[Saved entries]
• • •

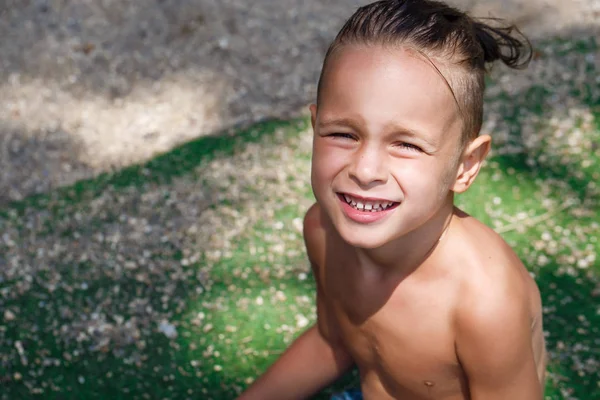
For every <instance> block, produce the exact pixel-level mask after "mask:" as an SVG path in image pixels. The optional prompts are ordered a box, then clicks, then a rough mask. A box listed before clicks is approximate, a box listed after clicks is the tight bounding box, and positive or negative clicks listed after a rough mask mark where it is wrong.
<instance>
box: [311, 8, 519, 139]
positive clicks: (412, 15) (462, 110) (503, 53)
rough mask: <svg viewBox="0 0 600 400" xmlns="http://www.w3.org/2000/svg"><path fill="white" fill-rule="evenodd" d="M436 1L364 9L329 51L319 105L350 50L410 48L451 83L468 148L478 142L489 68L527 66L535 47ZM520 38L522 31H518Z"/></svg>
mask: <svg viewBox="0 0 600 400" xmlns="http://www.w3.org/2000/svg"><path fill="white" fill-rule="evenodd" d="M515 29H516V28H514V27H512V26H511V27H506V28H493V27H490V26H488V25H485V24H483V23H481V22H477V21H475V20H473V19H472V18H471V17H469V16H468V15H467V14H465V13H463V12H461V11H460V10H458V9H456V8H453V7H450V6H448V5H447V4H445V3H442V2H438V1H434V0H382V1H377V2H374V3H371V4H369V5H366V6H364V7H361V8H359V9H358V10H357V11H356V12H355V13H354V14H353V15H352V16H351V17H350V19H349V20H348V21H347V22H346V24H345V25H344V26H343V28H342V29H341V30H340V32H339V33H338V35H337V37H336V38H335V40H334V41H333V43H332V44H331V46H330V47H329V50H328V51H327V54H326V56H325V60H324V62H323V69H322V71H321V77H320V79H319V88H318V95H317V96H318V97H317V105H318V102H319V97H320V94H321V88H322V81H323V79H324V78H325V75H326V72H327V66H328V61H329V59H330V58H331V57H332V56H333V55H335V53H336V52H338V51H340V50H341V49H343V48H344V47H346V46H349V45H365V46H376V45H379V46H384V47H389V48H397V47H405V48H410V49H412V50H413V51H415V52H417V53H418V54H420V55H421V56H422V57H424V58H426V59H428V60H429V61H430V62H431V65H432V66H433V67H434V68H436V69H437V70H438V73H439V74H440V76H441V77H442V78H443V79H444V81H445V82H446V84H447V86H448V89H449V90H450V92H451V93H452V96H453V97H454V100H455V101H456V104H457V106H458V110H459V112H460V114H461V117H462V120H463V128H462V133H463V135H462V140H461V144H462V145H463V146H464V145H465V144H466V143H468V142H469V141H470V140H472V139H474V138H475V137H477V135H478V134H479V131H480V129H481V124H482V118H483V91H484V75H485V64H486V63H489V62H493V61H496V60H498V59H501V60H502V61H503V62H504V63H506V64H507V65H508V66H510V67H515V68H520V67H524V66H526V65H527V63H528V62H529V59H530V58H531V51H529V50H530V46H529V43H528V41H527V39H526V38H525V37H523V38H522V41H521V40H518V39H517V38H514V37H512V36H510V33H511V31H512V30H515ZM517 32H518V30H517Z"/></svg>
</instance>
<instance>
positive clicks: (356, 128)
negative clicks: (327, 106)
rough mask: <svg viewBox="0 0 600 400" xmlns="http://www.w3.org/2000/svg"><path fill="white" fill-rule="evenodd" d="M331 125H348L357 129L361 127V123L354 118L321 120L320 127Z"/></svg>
mask: <svg viewBox="0 0 600 400" xmlns="http://www.w3.org/2000/svg"><path fill="white" fill-rule="evenodd" d="M331 126H348V127H350V128H353V129H356V130H360V128H361V124H360V123H357V122H356V121H355V120H354V119H352V118H335V119H333V118H332V119H326V120H325V121H321V122H319V128H329V127H331Z"/></svg>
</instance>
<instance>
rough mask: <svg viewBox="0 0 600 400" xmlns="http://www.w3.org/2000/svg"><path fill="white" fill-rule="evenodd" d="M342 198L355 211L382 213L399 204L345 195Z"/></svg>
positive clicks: (397, 203)
mask: <svg viewBox="0 0 600 400" xmlns="http://www.w3.org/2000/svg"><path fill="white" fill-rule="evenodd" d="M341 196H342V198H343V199H344V201H345V202H346V204H348V205H349V206H351V207H352V208H354V209H355V210H358V211H364V212H381V211H385V210H387V209H389V208H391V207H394V206H396V205H398V204H399V203H397V202H393V201H388V200H382V199H364V198H358V197H354V196H350V195H348V194H345V193H344V194H341Z"/></svg>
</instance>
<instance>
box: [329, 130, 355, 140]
mask: <svg viewBox="0 0 600 400" xmlns="http://www.w3.org/2000/svg"><path fill="white" fill-rule="evenodd" d="M327 136H329V137H333V138H339V139H351V140H352V139H354V136H352V134H350V133H341V132H336V133H330V134H329V135H327Z"/></svg>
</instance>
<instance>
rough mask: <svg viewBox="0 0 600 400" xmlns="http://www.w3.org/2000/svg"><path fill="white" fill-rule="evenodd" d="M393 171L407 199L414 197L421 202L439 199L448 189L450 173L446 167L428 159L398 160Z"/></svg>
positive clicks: (399, 184)
mask: <svg viewBox="0 0 600 400" xmlns="http://www.w3.org/2000/svg"><path fill="white" fill-rule="evenodd" d="M393 171H394V172H393V175H394V177H395V179H396V181H397V182H398V184H399V185H400V187H401V188H402V191H403V192H404V195H405V196H406V197H407V199H411V198H412V199H413V201H416V202H418V203H420V204H423V205H425V204H426V203H429V202H431V201H437V200H438V198H439V197H440V196H441V195H443V194H444V193H445V192H446V191H447V187H448V181H449V179H448V176H449V175H450V174H449V173H448V172H447V170H446V169H443V168H441V167H440V166H439V165H436V164H434V163H431V162H427V160H423V161H422V162H421V161H417V160H411V162H406V161H402V162H398V163H397V164H396V166H394V168H393ZM415 199H416V200H415Z"/></svg>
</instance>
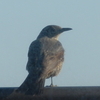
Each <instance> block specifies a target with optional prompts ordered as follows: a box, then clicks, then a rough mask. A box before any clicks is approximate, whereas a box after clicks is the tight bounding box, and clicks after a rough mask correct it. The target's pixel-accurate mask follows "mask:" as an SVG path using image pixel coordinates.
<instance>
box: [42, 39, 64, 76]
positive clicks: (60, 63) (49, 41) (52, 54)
mask: <svg viewBox="0 0 100 100" xmlns="http://www.w3.org/2000/svg"><path fill="white" fill-rule="evenodd" d="M43 44H44V46H43V47H42V48H43V50H44V51H43V53H44V56H43V71H42V75H41V77H43V78H44V77H45V78H49V77H51V76H55V75H57V74H58V73H59V71H60V70H61V67H62V63H63V61H64V49H63V47H62V45H61V43H60V42H59V41H57V40H53V41H46V42H45V43H43Z"/></svg>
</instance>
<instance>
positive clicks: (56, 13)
mask: <svg viewBox="0 0 100 100" xmlns="http://www.w3.org/2000/svg"><path fill="white" fill-rule="evenodd" d="M52 24H54V25H59V26H61V27H70V28H73V30H72V31H68V32H64V33H63V34H61V36H60V38H59V40H60V41H61V43H62V45H63V47H64V49H65V61H64V64H63V68H62V70H61V72H60V74H59V75H58V76H57V77H55V78H54V84H55V85H58V86H99V85H100V0H0V87H18V86H19V85H20V84H21V83H22V82H23V81H24V79H25V78H26V76H27V74H28V72H27V71H26V63H27V53H28V48H29V45H30V43H31V42H32V41H33V40H35V39H36V37H37V36H38V34H39V32H40V31H41V30H42V28H44V27H45V26H47V25H52ZM49 84H50V79H47V81H46V85H49Z"/></svg>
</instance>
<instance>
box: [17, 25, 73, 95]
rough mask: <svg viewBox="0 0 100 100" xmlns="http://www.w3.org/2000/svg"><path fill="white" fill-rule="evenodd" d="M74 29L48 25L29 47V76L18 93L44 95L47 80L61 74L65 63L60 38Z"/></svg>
mask: <svg viewBox="0 0 100 100" xmlns="http://www.w3.org/2000/svg"><path fill="white" fill-rule="evenodd" d="M69 30H72V28H61V27H60V26H58V25H48V26H46V27H44V28H43V29H42V31H41V32H40V34H39V35H38V37H37V38H36V40H34V41H33V42H32V43H31V44H30V47H29V51H28V62H27V65H26V69H27V71H28V76H27V77H26V79H25V80H24V82H23V83H22V84H21V85H20V86H19V87H18V88H17V89H16V92H19V93H23V94H26V95H40V94H42V93H43V89H44V84H45V80H46V79H47V78H51V86H53V80H52V77H54V76H56V75H58V74H59V72H60V70H61V68H62V64H63V62H64V48H63V46H62V44H61V42H60V41H59V40H58V37H59V35H60V34H61V33H63V32H65V31H69Z"/></svg>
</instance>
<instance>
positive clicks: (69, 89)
mask: <svg viewBox="0 0 100 100" xmlns="http://www.w3.org/2000/svg"><path fill="white" fill-rule="evenodd" d="M15 89H16V87H1V88H0V100H1V99H3V100H100V86H86V87H85V86H84V87H79V86H78V87H45V88H44V93H43V94H42V95H40V96H29V95H27V96H26V95H23V94H18V93H15V92H14V90H15ZM5 97H8V98H5Z"/></svg>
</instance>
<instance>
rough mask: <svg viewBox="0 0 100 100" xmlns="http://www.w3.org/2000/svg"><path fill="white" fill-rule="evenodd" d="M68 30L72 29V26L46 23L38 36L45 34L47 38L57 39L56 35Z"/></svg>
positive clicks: (40, 35) (57, 35) (41, 37)
mask: <svg viewBox="0 0 100 100" xmlns="http://www.w3.org/2000/svg"><path fill="white" fill-rule="evenodd" d="M69 30H72V28H61V27H60V26H57V25H48V26H46V27H45V28H43V29H42V31H41V32H40V34H39V36H38V38H42V37H45V36H46V37H48V38H55V39H58V36H59V35H60V34H61V33H62V32H64V31H69ZM38 38H37V39H38Z"/></svg>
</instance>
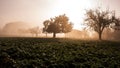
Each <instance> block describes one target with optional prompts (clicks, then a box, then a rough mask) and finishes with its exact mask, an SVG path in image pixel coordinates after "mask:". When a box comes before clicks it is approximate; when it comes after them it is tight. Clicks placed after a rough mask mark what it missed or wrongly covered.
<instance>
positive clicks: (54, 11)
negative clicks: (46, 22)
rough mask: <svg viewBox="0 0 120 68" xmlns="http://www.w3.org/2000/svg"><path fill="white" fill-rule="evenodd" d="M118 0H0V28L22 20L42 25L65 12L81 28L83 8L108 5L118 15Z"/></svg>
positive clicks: (70, 18)
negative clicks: (114, 11) (47, 21)
mask: <svg viewBox="0 0 120 68" xmlns="http://www.w3.org/2000/svg"><path fill="white" fill-rule="evenodd" d="M119 2H120V0H0V28H1V27H4V25H5V24H7V23H9V22H15V21H22V22H26V23H29V24H31V25H34V26H39V27H40V28H42V27H43V21H44V20H47V19H49V18H51V17H52V18H53V17H55V16H58V15H61V14H66V16H68V17H69V19H70V21H71V22H72V23H73V24H74V28H75V29H81V28H82V27H83V26H82V25H81V24H82V23H83V20H84V16H85V10H86V9H92V8H96V7H98V6H100V7H110V9H113V10H117V11H116V14H117V15H120V8H119Z"/></svg>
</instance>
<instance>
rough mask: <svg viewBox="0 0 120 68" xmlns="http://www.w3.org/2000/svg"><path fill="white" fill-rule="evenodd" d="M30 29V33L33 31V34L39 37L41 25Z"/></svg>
mask: <svg viewBox="0 0 120 68" xmlns="http://www.w3.org/2000/svg"><path fill="white" fill-rule="evenodd" d="M29 31H30V33H31V34H32V35H34V34H35V35H36V37H38V34H39V33H40V29H39V27H34V28H30V29H29Z"/></svg>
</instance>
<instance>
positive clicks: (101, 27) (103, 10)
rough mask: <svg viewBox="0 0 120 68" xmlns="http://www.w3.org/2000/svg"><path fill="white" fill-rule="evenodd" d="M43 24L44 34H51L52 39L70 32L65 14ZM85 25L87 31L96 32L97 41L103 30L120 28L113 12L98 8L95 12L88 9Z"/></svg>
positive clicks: (45, 22) (114, 12) (70, 24)
mask: <svg viewBox="0 0 120 68" xmlns="http://www.w3.org/2000/svg"><path fill="white" fill-rule="evenodd" d="M43 24H44V28H43V32H44V33H46V35H47V33H53V38H55V37H56V33H67V32H70V31H71V30H72V23H71V22H69V19H68V17H67V16H66V15H65V14H64V15H59V16H57V17H55V18H50V19H49V20H45V21H44V22H43ZM85 25H86V26H87V28H88V29H92V30H94V31H95V32H97V33H98V36H99V40H102V33H103V31H104V29H105V28H108V29H109V28H113V29H114V30H116V29H118V27H119V26H120V19H119V18H117V17H116V16H115V11H109V10H101V9H100V8H97V9H95V10H94V9H90V10H87V11H86V19H85ZM116 27H117V28H116ZM118 30H119V29H118Z"/></svg>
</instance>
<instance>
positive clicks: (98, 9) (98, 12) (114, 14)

• • •

**WHAT YOU SHOULD DO**:
In the records above, some lines hold the word "target"; copy each such line.

**SOLUTION TO THE EXERCISE**:
Each <instance> block specifies a target with optional prompts ordered as follows: a box, then clicks, then a rough mask. A box before any clicks is approximate, whereas a box after clicks is the tight bounding box, and clicks after a rough mask correct it. The target's pixel-accurate mask follows "mask:" as an SVG path using image pixel coordinates.
Each <instance> block describes one target with optional prompts (clicks, then a box, then a rough mask) and finishes with its exact mask, an SVG path in image pixel coordinates after "mask:". When a box comes before clicks it is approximate; when it comes after them it is tight. Clicks placed after a rough mask mark what it missed or wrongly covered.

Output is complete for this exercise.